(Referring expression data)
Content starts

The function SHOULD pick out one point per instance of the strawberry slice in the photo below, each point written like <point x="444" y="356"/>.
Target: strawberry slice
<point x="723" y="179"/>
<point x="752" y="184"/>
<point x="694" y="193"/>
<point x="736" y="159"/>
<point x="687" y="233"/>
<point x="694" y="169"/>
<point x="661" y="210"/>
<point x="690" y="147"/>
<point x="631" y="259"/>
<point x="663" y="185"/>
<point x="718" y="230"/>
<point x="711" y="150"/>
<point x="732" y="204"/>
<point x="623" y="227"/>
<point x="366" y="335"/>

Content ends

Return the entries above exactly as they were written.

The function SHOULD pick out one point per instance of the strawberry slice in the photo below, each point written like <point x="444" y="356"/>.
Target: strawberry slice
<point x="723" y="179"/>
<point x="752" y="184"/>
<point x="694" y="193"/>
<point x="736" y="159"/>
<point x="687" y="233"/>
<point x="694" y="169"/>
<point x="661" y="210"/>
<point x="690" y="147"/>
<point x="631" y="259"/>
<point x="663" y="185"/>
<point x="718" y="230"/>
<point x="711" y="150"/>
<point x="732" y="204"/>
<point x="623" y="227"/>
<point x="366" y="335"/>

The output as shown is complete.